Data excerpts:
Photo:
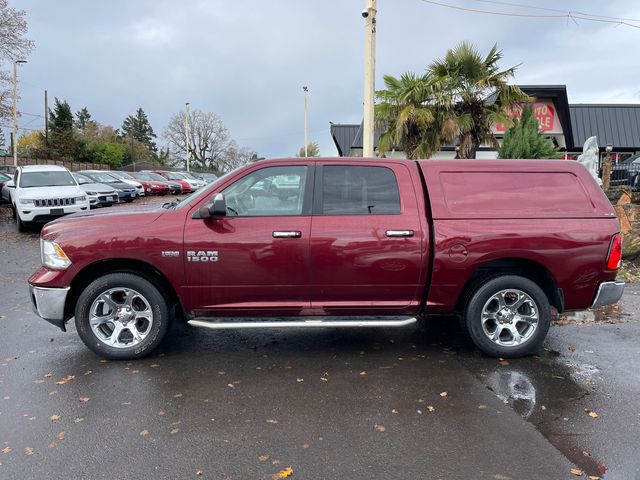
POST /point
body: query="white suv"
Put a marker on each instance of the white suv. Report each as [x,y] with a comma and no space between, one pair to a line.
[40,193]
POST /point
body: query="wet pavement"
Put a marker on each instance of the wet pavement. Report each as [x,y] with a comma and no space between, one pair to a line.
[412,403]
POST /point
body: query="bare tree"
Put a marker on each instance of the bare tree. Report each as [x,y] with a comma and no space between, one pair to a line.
[13,46]
[210,144]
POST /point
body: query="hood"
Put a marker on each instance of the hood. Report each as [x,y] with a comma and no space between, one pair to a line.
[111,219]
[97,187]
[50,192]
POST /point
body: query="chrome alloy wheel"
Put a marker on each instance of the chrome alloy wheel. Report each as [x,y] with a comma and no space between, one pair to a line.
[121,317]
[510,317]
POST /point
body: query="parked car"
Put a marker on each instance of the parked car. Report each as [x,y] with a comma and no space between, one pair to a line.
[193,180]
[4,178]
[99,194]
[208,177]
[126,193]
[175,177]
[129,180]
[174,187]
[362,243]
[626,172]
[150,187]
[40,193]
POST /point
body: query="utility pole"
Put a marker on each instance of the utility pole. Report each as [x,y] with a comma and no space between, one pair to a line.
[187,134]
[46,120]
[15,111]
[369,14]
[306,141]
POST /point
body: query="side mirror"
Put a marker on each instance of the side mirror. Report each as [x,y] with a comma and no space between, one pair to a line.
[216,209]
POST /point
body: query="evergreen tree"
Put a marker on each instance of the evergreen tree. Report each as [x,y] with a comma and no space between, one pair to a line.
[61,127]
[524,140]
[83,119]
[138,127]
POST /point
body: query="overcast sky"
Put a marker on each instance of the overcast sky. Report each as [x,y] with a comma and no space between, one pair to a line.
[247,60]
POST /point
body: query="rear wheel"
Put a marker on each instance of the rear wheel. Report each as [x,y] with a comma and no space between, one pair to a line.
[121,316]
[508,316]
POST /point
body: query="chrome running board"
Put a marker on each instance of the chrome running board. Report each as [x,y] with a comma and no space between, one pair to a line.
[230,323]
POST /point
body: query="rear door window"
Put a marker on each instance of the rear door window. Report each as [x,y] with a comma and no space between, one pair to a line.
[358,190]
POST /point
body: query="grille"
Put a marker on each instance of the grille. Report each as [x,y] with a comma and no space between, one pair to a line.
[54,202]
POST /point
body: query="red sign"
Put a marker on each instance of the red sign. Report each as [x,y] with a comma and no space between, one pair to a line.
[544,113]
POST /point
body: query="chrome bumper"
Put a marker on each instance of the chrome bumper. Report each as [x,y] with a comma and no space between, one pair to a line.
[48,303]
[608,293]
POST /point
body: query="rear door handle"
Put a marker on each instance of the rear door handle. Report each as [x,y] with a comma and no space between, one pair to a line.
[291,234]
[399,233]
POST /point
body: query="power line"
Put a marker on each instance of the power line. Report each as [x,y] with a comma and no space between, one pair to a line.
[565,14]
[546,9]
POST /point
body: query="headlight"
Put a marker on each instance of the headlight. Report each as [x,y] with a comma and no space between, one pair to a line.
[53,256]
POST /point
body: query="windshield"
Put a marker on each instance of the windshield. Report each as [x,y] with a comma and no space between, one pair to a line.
[174,176]
[81,179]
[122,175]
[56,178]
[104,177]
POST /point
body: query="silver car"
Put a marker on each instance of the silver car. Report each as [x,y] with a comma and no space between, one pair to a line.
[99,194]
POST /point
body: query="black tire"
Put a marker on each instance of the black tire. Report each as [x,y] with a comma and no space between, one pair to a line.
[472,316]
[157,303]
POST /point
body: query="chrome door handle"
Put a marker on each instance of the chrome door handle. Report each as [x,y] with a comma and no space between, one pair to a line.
[399,233]
[292,234]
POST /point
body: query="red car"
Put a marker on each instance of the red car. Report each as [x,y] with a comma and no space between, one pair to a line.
[186,187]
[353,243]
[150,185]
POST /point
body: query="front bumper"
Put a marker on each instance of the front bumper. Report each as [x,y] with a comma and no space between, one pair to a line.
[48,303]
[608,293]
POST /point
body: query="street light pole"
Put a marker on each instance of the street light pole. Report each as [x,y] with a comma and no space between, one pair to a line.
[187,133]
[306,141]
[15,111]
[369,14]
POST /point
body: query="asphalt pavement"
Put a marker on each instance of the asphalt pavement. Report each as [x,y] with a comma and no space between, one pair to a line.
[360,404]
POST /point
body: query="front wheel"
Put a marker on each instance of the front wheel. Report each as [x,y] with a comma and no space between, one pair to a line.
[508,316]
[121,316]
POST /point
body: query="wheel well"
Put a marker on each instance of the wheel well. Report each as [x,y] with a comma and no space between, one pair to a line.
[136,267]
[514,266]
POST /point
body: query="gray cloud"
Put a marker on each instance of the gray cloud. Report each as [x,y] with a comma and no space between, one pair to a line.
[247,60]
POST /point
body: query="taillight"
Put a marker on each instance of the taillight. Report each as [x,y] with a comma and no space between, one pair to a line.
[615,253]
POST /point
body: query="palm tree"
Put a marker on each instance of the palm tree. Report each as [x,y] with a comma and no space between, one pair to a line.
[470,80]
[405,115]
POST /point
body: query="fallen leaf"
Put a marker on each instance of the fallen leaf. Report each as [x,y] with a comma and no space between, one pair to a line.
[287,472]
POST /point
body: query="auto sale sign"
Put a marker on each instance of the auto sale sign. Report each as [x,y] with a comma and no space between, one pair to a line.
[543,111]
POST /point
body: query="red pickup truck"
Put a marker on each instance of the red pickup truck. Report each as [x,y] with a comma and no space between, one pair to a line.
[340,243]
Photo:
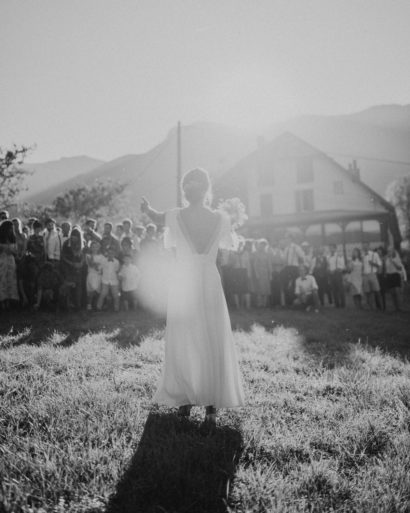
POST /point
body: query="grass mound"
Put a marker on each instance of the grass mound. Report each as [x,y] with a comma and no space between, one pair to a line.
[326,427]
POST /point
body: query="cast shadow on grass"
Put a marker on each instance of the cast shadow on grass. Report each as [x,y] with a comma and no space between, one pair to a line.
[178,468]
[124,329]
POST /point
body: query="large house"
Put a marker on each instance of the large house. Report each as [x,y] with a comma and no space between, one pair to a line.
[288,185]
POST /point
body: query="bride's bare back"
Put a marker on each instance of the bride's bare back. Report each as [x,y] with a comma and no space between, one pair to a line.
[200,224]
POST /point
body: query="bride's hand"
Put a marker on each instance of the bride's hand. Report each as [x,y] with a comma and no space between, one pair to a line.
[144,205]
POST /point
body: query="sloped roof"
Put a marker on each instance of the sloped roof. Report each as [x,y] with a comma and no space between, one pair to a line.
[318,217]
[278,144]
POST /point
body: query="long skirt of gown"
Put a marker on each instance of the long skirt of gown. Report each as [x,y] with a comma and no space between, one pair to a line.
[201,364]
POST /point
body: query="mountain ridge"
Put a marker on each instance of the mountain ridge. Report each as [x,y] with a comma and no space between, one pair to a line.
[377,138]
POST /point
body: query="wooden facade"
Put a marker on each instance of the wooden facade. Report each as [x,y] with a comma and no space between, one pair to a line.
[288,185]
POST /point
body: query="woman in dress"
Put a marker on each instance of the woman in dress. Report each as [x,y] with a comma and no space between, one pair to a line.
[356,277]
[262,268]
[394,270]
[201,365]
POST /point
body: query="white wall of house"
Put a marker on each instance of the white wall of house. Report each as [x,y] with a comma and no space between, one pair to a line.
[333,189]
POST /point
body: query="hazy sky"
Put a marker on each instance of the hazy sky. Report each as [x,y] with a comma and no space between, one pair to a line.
[110,77]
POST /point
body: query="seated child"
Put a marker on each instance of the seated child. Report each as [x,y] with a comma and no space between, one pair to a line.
[129,276]
[33,261]
[306,290]
[49,281]
[94,261]
[109,279]
[127,248]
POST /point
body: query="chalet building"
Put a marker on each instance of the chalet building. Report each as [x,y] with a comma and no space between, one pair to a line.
[288,185]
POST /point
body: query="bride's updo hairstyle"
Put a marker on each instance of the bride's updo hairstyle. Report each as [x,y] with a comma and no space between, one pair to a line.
[196,186]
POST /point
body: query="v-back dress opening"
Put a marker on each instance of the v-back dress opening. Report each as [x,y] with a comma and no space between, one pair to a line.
[201,364]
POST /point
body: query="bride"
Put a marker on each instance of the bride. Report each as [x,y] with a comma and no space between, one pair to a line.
[201,365]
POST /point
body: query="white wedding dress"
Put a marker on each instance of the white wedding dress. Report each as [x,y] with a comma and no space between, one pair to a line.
[201,364]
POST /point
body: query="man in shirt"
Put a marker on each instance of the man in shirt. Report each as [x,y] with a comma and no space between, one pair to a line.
[65,231]
[109,280]
[127,227]
[293,258]
[306,290]
[336,267]
[108,240]
[371,287]
[52,243]
[90,233]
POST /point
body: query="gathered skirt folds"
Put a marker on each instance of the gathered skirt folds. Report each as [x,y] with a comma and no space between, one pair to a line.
[201,364]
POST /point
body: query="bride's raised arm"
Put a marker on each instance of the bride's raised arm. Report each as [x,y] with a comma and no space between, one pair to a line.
[154,215]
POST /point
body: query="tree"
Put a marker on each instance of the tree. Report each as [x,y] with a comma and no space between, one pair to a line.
[99,199]
[398,194]
[11,174]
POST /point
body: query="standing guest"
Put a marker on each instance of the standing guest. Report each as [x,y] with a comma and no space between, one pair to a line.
[262,268]
[320,270]
[119,231]
[139,235]
[150,240]
[65,231]
[306,295]
[394,269]
[278,264]
[127,226]
[49,282]
[52,243]
[26,230]
[149,263]
[356,277]
[336,268]
[34,260]
[8,275]
[245,259]
[30,223]
[90,233]
[72,264]
[235,275]
[201,366]
[94,260]
[371,286]
[129,276]
[109,281]
[293,257]
[21,245]
[307,254]
[109,241]
[127,249]
[381,278]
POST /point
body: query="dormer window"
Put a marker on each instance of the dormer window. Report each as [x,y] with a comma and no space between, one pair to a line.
[266,173]
[338,187]
[304,200]
[304,170]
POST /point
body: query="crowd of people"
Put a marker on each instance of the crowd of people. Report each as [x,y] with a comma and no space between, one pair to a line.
[286,274]
[72,267]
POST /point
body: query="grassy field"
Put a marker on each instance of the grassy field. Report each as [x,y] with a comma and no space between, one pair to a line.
[326,426]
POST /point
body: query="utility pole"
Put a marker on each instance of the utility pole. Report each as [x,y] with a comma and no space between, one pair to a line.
[179,165]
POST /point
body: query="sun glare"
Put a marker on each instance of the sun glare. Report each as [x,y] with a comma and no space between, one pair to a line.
[250,98]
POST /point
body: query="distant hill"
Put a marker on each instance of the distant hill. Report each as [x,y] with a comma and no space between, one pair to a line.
[47,174]
[378,138]
[153,174]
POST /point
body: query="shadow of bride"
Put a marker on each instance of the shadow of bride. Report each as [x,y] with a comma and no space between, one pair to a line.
[178,468]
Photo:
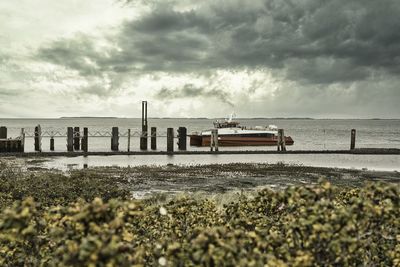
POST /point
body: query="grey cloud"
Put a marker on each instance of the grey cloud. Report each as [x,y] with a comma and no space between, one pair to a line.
[313,41]
[191,91]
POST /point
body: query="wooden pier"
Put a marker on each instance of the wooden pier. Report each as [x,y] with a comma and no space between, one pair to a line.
[77,142]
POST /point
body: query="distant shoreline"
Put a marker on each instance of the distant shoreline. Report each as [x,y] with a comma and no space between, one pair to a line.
[202,118]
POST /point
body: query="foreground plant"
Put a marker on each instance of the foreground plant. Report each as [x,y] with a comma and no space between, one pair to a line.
[300,226]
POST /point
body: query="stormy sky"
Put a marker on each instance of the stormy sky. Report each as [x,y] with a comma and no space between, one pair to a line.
[259,58]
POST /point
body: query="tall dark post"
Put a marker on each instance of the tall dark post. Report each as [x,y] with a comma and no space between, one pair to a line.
[214,140]
[153,138]
[281,140]
[70,139]
[353,139]
[143,138]
[170,140]
[182,131]
[52,143]
[3,132]
[115,139]
[77,138]
[38,137]
[85,139]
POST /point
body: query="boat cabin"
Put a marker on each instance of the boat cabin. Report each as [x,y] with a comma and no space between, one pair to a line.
[226,124]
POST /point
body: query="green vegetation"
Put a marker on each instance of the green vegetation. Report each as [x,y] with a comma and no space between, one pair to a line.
[299,226]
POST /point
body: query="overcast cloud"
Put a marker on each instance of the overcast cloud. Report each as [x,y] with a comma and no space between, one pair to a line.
[260,58]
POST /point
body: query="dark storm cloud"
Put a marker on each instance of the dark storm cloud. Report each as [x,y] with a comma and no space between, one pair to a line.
[317,41]
[77,54]
[191,91]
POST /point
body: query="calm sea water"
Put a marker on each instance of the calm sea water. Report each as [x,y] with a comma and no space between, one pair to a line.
[307,134]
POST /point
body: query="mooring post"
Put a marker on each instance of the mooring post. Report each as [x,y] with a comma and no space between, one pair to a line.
[129,140]
[143,138]
[52,142]
[283,143]
[3,132]
[353,139]
[85,140]
[153,138]
[77,138]
[182,136]
[170,140]
[115,139]
[38,138]
[70,139]
[279,140]
[214,140]
[22,140]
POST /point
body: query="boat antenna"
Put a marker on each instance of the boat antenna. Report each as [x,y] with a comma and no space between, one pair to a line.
[232,116]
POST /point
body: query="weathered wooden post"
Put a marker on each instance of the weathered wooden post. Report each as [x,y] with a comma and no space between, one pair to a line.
[115,139]
[129,140]
[77,138]
[214,140]
[38,138]
[70,139]
[3,132]
[170,140]
[182,134]
[282,139]
[353,139]
[143,138]
[22,140]
[85,140]
[153,138]
[52,142]
[279,140]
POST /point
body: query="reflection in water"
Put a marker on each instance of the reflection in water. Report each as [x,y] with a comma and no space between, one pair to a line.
[370,162]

**Task item:** Lines from the one holding "Put a marker on each instance of the weathered" to the last line of the records: return these exactly, and only these.

**Written reply:**
Put a marker on each instance of the weathered wooden post. Report each as [x,y] with a comma and no space between, one pair to a line.
[115,139]
[129,140]
[77,138]
[214,140]
[38,138]
[70,139]
[3,132]
[170,140]
[182,134]
[282,139]
[353,139]
[143,138]
[22,140]
[85,140]
[153,138]
[52,142]
[279,140]
POST /point
body: query="reflection in water"
Put a marker on each instance of the reflection in water. Report each as [x,y] with a comma and no space between, one pair to a line.
[370,162]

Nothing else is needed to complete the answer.